■ Directions: Convert the material from its first line through the line containing "162L65 146L55 148L50" into a JSON list of strings, one string per line, with blank lines omitted.

■ Dataset entries:
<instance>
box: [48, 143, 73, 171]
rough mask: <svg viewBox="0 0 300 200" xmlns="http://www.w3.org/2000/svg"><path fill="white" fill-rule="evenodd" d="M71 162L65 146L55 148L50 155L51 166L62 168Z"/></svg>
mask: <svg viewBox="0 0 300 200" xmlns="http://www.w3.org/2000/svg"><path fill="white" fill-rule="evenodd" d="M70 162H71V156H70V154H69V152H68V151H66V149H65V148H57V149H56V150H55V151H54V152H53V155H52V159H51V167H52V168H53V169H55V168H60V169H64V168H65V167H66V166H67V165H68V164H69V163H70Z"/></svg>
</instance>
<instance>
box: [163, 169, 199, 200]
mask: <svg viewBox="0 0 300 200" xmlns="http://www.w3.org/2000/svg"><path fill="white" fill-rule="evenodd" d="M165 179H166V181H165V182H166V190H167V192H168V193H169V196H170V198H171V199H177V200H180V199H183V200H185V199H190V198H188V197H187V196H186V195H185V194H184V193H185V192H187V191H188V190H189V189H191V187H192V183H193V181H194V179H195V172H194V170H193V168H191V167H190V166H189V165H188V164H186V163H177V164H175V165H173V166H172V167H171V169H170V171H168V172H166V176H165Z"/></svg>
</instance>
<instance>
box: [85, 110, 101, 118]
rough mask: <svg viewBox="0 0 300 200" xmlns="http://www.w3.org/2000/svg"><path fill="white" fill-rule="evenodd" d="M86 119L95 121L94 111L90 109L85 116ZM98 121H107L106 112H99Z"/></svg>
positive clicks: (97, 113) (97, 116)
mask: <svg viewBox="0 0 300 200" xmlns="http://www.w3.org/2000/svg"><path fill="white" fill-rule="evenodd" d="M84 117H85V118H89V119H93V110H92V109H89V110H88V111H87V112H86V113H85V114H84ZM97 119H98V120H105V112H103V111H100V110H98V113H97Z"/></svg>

■ Exercise solution:
[
  "<instance>",
  "box: [48, 143, 73, 171]",
  "rough mask: <svg viewBox=\"0 0 300 200\" xmlns=\"http://www.w3.org/2000/svg\"><path fill=\"white\" fill-rule=\"evenodd\" d=\"M71 162L65 146L55 148L50 155L51 166L62 168Z\"/></svg>"
]